(Extrait du document)
Volume 35 numéro 26
2 avril
200
1



Caméra de surveillance: les accusés mieux protégés que les employés
Des preuves vidéo ont été acceptées même lorsqu’il y avait vide juridique.

Pour surveiller par caméra une personne soupçonnée de commettre un délit, les policiers ont besoin d’un mandat judiciaire. Mais rien de restreint la surveillance par le même procédé d’un employé par son employeur en dehors des lieux de travail.

«Les droits des accusés sont davantage protégés par les chartes que ceux des travailleurs et surtout des travailleurs d’une entreprise privée», soutient Louise Viau, professeure à la Faculté de droit.

Me Viau a comparé deux jugements qui ont fait jurisprudence sur la question et qui concernaient, d’une part, la surveillance policière de personnes soupçonnées de s’adonner à des jeux de hasard et, d’autre part, la surveillance d’un travailleur en congé de maladie.

Le premier cas, connu sous le nom de l’«affaire Wong», est survenu en Ontario et s’est rendu jusqu’en Cour suprême. En 1990, la Cour statuait que la surveillance par vidéo est assimilable à une perquisition et qu’elle viole l’article de la Charte canadienne des droits et libertés protégeant les individus contre les fouilles et saisies abusives. Un mandat devrait donc être nécessaire pour procéder à ce type de surveillance, comme c’est le cas pour l’écoute électronique. Le Code criminel a été amendé en conséquence en 1993.

Toutefois, malgré le vide juridique, la preuve a été acceptée parce que les policiers avaient agi «en toute bonne foi».


Vie privée
La Cour d’appel du Québec a par la suite été saisie du cas d’un employé congédié après que son employeur eut démontré qu’il avait produit de fausses déclarations sur son état de santé. Des images vidéo prises par une agence de détectives privés le montraient en train d’accomplir des mouvements qu’il disait être incapable de faire. La Cour a dû déterminer si cette procédure violait le droit à la vie privée, protégé par la Charte des droits et libertés de la personne du Québec.

Le jugement rendu en 1999 a reconnu qu’une telle manière d’opérer, bien que portant apparemment atteinte à la vie privée, était admissible parce qu’elle était «justifiée par des motifs rationnels» et «conduite par des moyens raisonnables».

(Données de localisation à un point par instance)
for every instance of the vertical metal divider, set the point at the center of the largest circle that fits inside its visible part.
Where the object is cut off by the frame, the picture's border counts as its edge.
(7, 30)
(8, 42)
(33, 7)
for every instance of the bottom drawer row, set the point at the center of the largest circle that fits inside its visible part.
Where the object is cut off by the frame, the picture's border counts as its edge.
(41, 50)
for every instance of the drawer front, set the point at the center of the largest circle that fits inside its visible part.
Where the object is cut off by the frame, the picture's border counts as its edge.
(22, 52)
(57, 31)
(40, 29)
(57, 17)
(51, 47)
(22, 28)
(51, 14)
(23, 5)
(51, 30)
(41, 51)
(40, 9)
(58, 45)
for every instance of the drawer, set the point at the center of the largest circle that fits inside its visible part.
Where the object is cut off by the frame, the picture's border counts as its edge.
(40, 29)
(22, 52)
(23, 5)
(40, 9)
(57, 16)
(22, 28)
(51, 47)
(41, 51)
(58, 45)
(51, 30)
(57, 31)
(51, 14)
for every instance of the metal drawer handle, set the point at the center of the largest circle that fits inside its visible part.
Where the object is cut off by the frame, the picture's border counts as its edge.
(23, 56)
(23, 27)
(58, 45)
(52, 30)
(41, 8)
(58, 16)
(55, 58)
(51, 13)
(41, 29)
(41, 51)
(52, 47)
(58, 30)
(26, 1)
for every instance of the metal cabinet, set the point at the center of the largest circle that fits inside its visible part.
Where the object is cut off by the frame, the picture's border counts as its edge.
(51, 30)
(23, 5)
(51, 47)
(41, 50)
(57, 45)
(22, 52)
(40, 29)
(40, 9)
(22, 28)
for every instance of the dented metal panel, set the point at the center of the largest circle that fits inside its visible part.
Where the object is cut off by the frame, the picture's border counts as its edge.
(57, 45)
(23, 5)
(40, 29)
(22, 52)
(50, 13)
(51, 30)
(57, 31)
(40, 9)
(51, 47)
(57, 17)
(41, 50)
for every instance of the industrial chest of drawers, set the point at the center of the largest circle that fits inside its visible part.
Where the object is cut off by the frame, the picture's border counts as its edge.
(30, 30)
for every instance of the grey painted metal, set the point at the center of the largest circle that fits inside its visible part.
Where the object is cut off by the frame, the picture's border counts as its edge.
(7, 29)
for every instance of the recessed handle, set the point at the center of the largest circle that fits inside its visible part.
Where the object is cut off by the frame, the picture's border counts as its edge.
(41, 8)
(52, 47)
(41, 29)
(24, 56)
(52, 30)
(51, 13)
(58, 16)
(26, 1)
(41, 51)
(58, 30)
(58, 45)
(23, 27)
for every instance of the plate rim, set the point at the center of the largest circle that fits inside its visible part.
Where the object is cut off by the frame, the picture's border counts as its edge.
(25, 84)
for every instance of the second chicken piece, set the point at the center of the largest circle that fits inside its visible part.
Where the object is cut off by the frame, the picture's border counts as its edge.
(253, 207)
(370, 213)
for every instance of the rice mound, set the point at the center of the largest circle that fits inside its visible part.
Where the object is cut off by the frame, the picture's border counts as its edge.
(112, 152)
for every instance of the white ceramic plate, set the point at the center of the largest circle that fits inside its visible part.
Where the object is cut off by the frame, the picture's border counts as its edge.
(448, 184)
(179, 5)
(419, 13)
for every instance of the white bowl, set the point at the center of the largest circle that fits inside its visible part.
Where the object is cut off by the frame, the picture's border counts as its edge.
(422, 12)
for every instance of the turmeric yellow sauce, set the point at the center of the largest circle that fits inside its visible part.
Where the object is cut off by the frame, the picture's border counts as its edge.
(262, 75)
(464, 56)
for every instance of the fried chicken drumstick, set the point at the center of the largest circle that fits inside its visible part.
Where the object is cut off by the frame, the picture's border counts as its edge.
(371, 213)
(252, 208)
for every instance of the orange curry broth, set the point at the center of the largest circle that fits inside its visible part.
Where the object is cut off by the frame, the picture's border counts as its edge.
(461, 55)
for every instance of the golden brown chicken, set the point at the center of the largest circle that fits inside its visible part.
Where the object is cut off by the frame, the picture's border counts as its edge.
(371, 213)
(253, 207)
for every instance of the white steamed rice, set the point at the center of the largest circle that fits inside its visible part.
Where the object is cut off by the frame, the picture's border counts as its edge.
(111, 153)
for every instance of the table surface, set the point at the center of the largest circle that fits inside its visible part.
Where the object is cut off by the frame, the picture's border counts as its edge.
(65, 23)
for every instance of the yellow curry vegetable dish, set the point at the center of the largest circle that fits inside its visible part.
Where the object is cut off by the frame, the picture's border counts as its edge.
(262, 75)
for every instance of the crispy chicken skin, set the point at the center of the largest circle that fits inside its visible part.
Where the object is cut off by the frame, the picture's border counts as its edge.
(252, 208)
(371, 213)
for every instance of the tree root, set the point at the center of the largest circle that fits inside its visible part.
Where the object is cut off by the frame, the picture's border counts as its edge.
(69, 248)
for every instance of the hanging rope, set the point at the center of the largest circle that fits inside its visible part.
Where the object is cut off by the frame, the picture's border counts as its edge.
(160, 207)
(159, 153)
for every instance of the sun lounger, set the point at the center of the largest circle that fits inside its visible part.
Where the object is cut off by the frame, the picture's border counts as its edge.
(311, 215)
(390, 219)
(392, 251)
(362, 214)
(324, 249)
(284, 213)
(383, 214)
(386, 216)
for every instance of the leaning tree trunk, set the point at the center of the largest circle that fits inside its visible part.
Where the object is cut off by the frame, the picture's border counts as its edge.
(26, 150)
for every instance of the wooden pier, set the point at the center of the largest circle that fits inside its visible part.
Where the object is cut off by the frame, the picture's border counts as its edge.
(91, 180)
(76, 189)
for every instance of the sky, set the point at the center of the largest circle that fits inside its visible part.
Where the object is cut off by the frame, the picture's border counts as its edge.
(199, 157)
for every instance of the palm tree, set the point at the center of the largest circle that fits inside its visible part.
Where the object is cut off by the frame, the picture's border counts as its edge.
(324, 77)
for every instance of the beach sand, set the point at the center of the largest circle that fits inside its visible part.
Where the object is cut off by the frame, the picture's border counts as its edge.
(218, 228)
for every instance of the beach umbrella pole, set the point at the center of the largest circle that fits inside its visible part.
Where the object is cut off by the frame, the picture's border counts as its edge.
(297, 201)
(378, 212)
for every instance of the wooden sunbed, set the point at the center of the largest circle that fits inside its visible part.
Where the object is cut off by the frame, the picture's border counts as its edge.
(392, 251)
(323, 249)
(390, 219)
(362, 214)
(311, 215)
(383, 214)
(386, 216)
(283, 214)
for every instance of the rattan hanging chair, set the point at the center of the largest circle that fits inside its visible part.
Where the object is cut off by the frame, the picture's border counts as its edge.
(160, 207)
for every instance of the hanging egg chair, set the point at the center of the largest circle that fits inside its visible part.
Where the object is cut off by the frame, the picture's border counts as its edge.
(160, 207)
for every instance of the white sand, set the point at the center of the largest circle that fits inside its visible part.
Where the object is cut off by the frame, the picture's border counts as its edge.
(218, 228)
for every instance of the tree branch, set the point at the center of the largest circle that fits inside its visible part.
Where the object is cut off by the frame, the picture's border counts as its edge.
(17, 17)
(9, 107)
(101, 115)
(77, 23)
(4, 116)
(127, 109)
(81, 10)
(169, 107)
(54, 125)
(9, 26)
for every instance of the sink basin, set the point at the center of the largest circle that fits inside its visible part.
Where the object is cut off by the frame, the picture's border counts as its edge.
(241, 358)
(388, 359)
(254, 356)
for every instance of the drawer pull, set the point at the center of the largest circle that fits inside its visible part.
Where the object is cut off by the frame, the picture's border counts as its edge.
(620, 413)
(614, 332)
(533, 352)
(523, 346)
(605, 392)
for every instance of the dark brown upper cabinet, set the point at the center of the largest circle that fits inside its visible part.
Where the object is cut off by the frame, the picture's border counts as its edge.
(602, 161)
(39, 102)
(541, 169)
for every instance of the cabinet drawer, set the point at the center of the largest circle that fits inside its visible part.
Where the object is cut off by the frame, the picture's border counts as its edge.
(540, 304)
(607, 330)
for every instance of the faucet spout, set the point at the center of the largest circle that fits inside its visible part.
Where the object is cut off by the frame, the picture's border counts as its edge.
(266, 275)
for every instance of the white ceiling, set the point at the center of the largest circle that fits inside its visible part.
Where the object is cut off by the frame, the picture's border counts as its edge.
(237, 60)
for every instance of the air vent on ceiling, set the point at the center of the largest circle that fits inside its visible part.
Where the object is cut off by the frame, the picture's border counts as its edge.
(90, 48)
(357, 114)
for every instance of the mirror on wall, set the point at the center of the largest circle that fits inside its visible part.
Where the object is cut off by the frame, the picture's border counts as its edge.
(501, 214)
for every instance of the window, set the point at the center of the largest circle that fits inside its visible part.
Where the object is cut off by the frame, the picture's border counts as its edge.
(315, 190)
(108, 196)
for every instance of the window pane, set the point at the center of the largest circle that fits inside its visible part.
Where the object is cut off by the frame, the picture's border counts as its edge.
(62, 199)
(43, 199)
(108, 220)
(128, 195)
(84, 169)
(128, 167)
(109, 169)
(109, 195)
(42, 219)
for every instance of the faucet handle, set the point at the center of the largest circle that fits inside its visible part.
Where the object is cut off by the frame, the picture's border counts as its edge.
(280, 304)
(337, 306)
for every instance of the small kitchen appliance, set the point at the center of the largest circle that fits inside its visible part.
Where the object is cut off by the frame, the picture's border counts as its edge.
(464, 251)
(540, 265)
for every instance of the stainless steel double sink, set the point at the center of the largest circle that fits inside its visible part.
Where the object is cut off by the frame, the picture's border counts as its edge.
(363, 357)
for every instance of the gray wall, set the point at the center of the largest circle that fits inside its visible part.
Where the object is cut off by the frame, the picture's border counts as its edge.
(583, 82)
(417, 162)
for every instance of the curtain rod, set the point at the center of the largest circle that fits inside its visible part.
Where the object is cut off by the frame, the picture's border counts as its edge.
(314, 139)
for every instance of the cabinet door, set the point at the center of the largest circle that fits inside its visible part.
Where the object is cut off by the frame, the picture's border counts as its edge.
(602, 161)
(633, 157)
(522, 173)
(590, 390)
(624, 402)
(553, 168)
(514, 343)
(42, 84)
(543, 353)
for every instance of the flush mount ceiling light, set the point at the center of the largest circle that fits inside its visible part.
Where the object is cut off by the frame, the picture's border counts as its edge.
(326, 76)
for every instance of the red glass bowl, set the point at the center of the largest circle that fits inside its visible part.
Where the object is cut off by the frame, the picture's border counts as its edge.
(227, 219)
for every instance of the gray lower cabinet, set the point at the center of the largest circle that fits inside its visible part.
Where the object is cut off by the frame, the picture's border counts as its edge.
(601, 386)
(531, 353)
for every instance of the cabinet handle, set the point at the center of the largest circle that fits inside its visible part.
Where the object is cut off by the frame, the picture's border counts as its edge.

(Consigne)
Recopiez mot pour mot le passage de l'article sur la surveillance par caméra qui va de « Le premier cas, connu » jusqu'à « conséquence en 1993. ».

(Réponse)
Le premier cas, connu sous le nom de l’«affaire Wong», est survenu en Ontario et s’est rendu jusqu’en Cour suprême. En 1990, la Cour statuait que la surveillance par vidéo est assimilable à une perquisition et qu’elle viole l’article de la Charte canadienne des droits et libertés protégeant les individus contre les fouilles et saisies abusives. Un mandat devrait donc être nécessaire pour procéder à ce type de surveillance, comme c’est le cas pour l’écoute électronique. Le Code criminel a été amendé en conséquence en 1993.